### [Challenge]
Recast every line of the listing below as a Markdown table with the columns "Number" and "Entry", one row per line, omitting blank lines.

### [Records supplied]
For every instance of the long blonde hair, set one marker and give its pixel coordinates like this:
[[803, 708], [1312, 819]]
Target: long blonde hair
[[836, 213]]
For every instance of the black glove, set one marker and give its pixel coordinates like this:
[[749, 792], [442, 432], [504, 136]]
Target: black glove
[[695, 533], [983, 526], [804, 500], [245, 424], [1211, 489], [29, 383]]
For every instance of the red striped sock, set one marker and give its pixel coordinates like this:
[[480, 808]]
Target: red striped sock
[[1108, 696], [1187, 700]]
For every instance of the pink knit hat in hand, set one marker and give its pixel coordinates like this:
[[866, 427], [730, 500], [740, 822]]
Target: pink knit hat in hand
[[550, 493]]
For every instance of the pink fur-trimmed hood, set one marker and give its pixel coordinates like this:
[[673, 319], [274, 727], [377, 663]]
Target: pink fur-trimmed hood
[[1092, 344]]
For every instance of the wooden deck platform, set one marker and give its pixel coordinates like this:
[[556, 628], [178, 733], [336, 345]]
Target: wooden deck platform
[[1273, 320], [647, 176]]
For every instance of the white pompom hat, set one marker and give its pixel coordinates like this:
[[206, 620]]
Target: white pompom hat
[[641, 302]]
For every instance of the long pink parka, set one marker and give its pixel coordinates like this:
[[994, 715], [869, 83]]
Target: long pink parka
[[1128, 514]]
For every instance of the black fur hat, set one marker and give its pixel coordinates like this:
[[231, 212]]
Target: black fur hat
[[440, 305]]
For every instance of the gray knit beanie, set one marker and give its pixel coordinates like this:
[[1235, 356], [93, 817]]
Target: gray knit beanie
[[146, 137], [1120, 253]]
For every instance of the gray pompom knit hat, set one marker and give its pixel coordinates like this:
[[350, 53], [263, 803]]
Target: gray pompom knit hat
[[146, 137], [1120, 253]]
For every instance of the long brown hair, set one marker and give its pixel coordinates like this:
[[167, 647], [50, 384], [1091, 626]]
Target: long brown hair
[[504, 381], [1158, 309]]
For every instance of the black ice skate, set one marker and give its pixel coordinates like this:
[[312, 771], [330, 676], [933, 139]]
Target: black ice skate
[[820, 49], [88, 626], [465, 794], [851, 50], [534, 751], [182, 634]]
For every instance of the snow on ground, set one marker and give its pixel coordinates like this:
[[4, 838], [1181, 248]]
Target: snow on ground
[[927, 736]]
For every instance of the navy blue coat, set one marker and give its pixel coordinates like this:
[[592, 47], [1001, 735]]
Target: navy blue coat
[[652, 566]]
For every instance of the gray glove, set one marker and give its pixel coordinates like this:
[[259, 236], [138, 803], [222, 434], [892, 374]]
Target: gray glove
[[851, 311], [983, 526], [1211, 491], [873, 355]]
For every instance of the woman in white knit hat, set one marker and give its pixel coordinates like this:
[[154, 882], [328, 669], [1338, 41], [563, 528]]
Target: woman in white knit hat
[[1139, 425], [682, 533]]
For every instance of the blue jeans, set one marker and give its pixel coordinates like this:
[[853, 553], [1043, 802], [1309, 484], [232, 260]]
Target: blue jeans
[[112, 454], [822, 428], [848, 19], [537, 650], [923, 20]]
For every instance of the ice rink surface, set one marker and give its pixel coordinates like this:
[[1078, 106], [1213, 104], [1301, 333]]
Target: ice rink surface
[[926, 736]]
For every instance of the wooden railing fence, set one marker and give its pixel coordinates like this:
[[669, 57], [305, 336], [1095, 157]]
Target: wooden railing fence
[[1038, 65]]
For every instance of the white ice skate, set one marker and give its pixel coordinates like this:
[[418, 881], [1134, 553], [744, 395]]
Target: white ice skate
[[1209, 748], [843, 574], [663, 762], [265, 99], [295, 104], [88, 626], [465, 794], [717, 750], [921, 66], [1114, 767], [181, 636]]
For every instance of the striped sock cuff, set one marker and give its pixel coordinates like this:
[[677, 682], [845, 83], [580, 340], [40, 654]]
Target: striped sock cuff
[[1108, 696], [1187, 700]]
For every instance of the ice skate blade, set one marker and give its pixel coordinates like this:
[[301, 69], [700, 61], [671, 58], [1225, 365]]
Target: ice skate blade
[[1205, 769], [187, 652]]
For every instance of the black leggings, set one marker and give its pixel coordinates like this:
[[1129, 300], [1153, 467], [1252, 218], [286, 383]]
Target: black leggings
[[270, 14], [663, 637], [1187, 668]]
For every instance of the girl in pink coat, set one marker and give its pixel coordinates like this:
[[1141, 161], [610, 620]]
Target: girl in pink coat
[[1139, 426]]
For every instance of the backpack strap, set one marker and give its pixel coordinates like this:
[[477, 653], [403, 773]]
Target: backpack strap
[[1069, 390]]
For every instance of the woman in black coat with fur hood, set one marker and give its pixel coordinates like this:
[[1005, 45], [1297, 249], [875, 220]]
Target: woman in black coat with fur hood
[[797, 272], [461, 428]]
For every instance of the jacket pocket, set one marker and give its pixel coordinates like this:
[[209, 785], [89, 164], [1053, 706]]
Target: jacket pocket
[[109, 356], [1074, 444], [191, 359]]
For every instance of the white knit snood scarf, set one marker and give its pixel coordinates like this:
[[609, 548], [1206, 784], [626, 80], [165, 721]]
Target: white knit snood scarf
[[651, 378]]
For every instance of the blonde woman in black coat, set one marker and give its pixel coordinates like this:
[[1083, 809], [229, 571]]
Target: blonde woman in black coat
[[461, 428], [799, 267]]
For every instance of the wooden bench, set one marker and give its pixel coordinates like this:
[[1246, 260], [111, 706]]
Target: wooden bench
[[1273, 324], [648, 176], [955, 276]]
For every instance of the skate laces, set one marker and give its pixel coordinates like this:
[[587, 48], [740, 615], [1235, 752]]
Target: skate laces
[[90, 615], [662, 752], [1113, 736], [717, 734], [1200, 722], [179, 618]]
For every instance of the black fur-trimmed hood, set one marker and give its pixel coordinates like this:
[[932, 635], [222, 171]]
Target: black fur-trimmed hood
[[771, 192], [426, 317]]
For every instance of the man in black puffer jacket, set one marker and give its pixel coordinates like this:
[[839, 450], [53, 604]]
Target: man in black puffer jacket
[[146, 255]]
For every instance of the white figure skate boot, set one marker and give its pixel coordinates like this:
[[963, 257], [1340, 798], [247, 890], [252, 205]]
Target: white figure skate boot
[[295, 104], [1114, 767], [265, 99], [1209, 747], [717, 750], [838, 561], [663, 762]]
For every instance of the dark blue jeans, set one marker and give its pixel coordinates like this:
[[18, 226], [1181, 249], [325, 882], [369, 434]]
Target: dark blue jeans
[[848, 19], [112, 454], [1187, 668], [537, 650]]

### [Reply to the task]
| Number | Entry |
|---|---|
| 1 | For every instance of the long blonde hair, set one marker and give its pixel coordinates like this: |
| 2 | [[803, 708], [1312, 819]] |
| 3 | Target: long blonde hair |
| 4 | [[836, 213]] |
| 5 | For every instance of the black glove, set one marker and give its pixel coordinates like this: |
| 6 | [[749, 792], [442, 432], [504, 136]] |
| 7 | Target: black glove |
| 8 | [[695, 533], [983, 526], [804, 500], [245, 424], [1211, 489], [29, 383]] |
| 9 | For every instance of the red striped sock, set one marker and give its pixel coordinates like this: |
| 10 | [[480, 808]] |
| 11 | Target: red striped sock |
| 12 | [[1108, 696], [1187, 700]] |
| 13 | For every instance of the pink knit hat in hand, set one marker and give its pixel coordinates like this: |
| 14 | [[866, 427], [730, 500], [740, 822]] |
| 15 | Target: pink knit hat in hand |
| 16 | [[550, 493]] |
| 17 | For every instance of the pink fur-trimmed hood, set one marker and give its pixel coordinates like this: |
| 18 | [[673, 319], [274, 727], [377, 663]] |
| 19 | Target: pink fur-trimmed hood |
| 20 | [[1092, 344]] |
| 21 | For every instance of the wooden deck platform, set one marker and give its pixel coordinates like this: |
| 22 | [[556, 628], [178, 733], [336, 345]] |
| 23 | Target: wooden deck platform |
| 24 | [[1273, 320], [647, 176]] |
| 25 | For every instance of the white pompom hat, set one marker and give its pixel coordinates like this: |
| 26 | [[206, 620]] |
| 27 | Target: white pompom hat |
| 28 | [[641, 302]] |
| 29 | For every instance of the long pink parka, set one marker and give its pixel coordinates like this: |
| 30 | [[994, 715], [869, 83]] |
| 31 | Target: long pink parka |
| 32 | [[1128, 514]] |
| 33 | For every instance of the black fur hat, set one marker and give its pixel coordinates like this: |
| 34 | [[231, 212]] |
| 35 | Target: black fur hat |
| 36 | [[440, 305]] |
| 37 | For every instance of the gray knit beanie, set one marker and give its pixel coordinates like this: |
| 38 | [[1235, 356], [93, 817]] |
| 39 | Target: gray knit beanie |
| 40 | [[146, 137], [1120, 253]] |
| 41 | For every instance of the gray pompom knit hat, set one marker and give its pixel coordinates like this: |
| 42 | [[350, 53], [263, 803]] |
| 43 | Target: gray pompom knit hat |
| 44 | [[146, 137], [1120, 253]] |
| 45 | For every instance of the long brown hair, set one marker and give its pixel coordinates like this: |
| 46 | [[167, 647], [50, 384], [1091, 626]] |
| 47 | Target: long brown hair |
| 48 | [[504, 381], [1158, 309]] |
| 49 | For every instance of the black ice skate, set one marker and give its pixel coordinates like this: |
| 50 | [[312, 771], [330, 676], [933, 139]] |
| 51 | Target: black ice skate |
| 52 | [[820, 49], [88, 626], [465, 794], [851, 50], [534, 751], [182, 634]] |
| 53 | For every instance of the snow on ground, set one marker and give its pixel coordinates like this: |
| 54 | [[4, 838], [1181, 248]] |
| 55 | Target: snow on ground |
| 56 | [[927, 736]] |
| 57 | For every instance of the navy blue coat, set one marker and give its pixel coordinates like this: |
| 58 | [[592, 47], [1001, 735]] |
| 59 | Target: navy blue coat |
| 60 | [[652, 566]] |
| 61 | For every instance of the gray glove, set one marker and give its pixel coordinates like this: |
| 62 | [[259, 236], [138, 803], [222, 434], [892, 374]] |
| 63 | Target: gray glove |
| 64 | [[851, 311], [983, 526], [1211, 491], [873, 355]] |
| 65 | For every instance of the woman in white knit hat, set one marker and give its pixel coordinates like this: |
| 66 | [[154, 882], [328, 669], [1338, 41], [563, 528]] |
| 67 | Target: woman in white knit hat |
| 68 | [[1139, 425], [682, 533]] |
| 69 | For every instance of the blue jeans, set one marker and give its pixel coordinates like this: |
| 70 | [[853, 553], [1043, 802], [1309, 484], [232, 260]] |
| 71 | Target: blue jeans |
| 72 | [[112, 454], [822, 428], [848, 19], [537, 650], [923, 20]] |
| 73 | For every instance of the ice rink surface, set one marker and give its pixel coordinates like this: |
| 74 | [[1078, 106], [1213, 104], [1301, 333]] |
| 75 | Target: ice rink surface |
| 76 | [[926, 736]] |
| 77 | For every instance of the wooden railing fence, set one marker and give its pixel coordinates like this: |
| 78 | [[669, 57], [305, 336], [1095, 157]] |
| 79 | Target: wooden railing fence |
| 80 | [[1038, 65]] |
| 81 | For every instance of the white ice skate, set one marker and give its pixel coordinates like this: |
| 82 | [[418, 881], [1134, 553], [744, 395]] |
| 83 | Target: white ice skate |
| 84 | [[1209, 748], [843, 574], [663, 762], [265, 99], [295, 104], [88, 626], [465, 794], [717, 750], [921, 66], [1114, 767], [181, 636]] |
| 85 | For every instance of the striped sock cuff, set one marker and give its pixel coordinates like this: |
| 86 | [[677, 682], [845, 83], [580, 340], [40, 654]] |
| 87 | Target: striped sock cuff |
| 88 | [[1108, 696], [1187, 700]] |
| 89 | For every instance of the ice skate blade, set one marker and give its pixel coordinates like this: |
| 90 | [[301, 69], [700, 61], [671, 58], [1225, 365]] |
| 91 | Target: ice skate blade |
| 92 | [[1205, 769], [187, 652]] |
| 93 | For every instance of the black leggings, set one marker and give its pixel coordinates like this: |
| 94 | [[1129, 300], [1153, 467], [1252, 218], [286, 383]] |
| 95 | Target: black leggings |
| 96 | [[270, 14], [663, 637], [1187, 668]] |
| 97 | For every instance of the girl in pink coat, set one marker and give its pixel coordinates like this: |
| 98 | [[1141, 161], [610, 620]] |
| 99 | Target: girl in pink coat |
| 100 | [[1139, 426]] |
| 101 | For every instance of the backpack strap, set one marker and give its pixel coordinates like this: |
| 102 | [[477, 653], [403, 773]] |
| 103 | Target: backpack strap |
| 104 | [[1069, 390]] |
| 105 | For every instance of the woman in black coat with fur hood, set one marker and give its pixel coordinates like this: |
| 106 | [[1005, 45], [1297, 249], [875, 220]] |
| 107 | Target: woman in black coat with fur hood |
| 108 | [[797, 272], [461, 428]] |
| 109 | For every instance of the jacket pocket, set one marker and give its pixel coordinates like this: |
| 110 | [[209, 785], [89, 164], [1053, 706]] |
| 111 | Target: jacket pocket |
| 112 | [[109, 356], [1074, 444], [191, 359]] |
| 113 | For every instance of the white knit snood scarf, set one marker and give its pixel coordinates like this: |
| 114 | [[609, 548], [1206, 784], [626, 80], [165, 721]] |
| 115 | Target: white knit snood scarf |
| 116 | [[651, 378]] |
| 117 | For every instance of the blonde woman in black coat, set one marker and give its pixel coordinates like this: |
| 118 | [[1083, 809], [229, 571]] |
| 119 | Target: blonde woman in black coat |
| 120 | [[461, 428], [799, 267]] |
| 121 | For every instance of the wooden bench, set one marker and give its pixel coordinates like this: |
| 122 | [[1246, 260], [111, 706]] |
| 123 | Target: wooden bench |
| 124 | [[1273, 324], [648, 176], [955, 276]] |
| 125 | For every instance of the skate laces, set one marker and give its pixel coordinates like this: |
| 126 | [[587, 48], [740, 615], [1235, 752]] |
| 127 | Target: skate laces |
| 128 | [[90, 615], [662, 752], [1113, 736], [717, 734], [1200, 722], [179, 618]] |
| 129 | For every instance of the black fur-trimmed hood, set one marker and give its pixel coordinates like this: |
| 130 | [[932, 635], [222, 171]] |
| 131 | Target: black fur-trimmed hood |
| 132 | [[771, 192], [426, 317]] |
| 133 | For every instance of the man in black puffer jacket, set one marker and give its pixel coordinates like this: |
| 134 | [[839, 450], [53, 604]] |
| 135 | Target: man in black puffer jacket |
| 136 | [[146, 255]] |
| 137 | For every instance of the white figure skate boot, set one marker and give its pixel coordinates like this: |
| 138 | [[963, 257], [1340, 798], [247, 890], [252, 205]] |
| 139 | Target: white figure skate boot |
| 140 | [[295, 104], [1114, 767], [265, 99], [1209, 747], [717, 750], [838, 561], [663, 762]] |
| 141 | For every instance of the dark blue jeans, set one marker and give its pixel coordinates like this: |
| 142 | [[18, 226], [1181, 249], [325, 882], [369, 434]] |
| 143 | Target: dark blue jeans |
| 144 | [[848, 19], [112, 454], [1187, 668], [537, 650]] |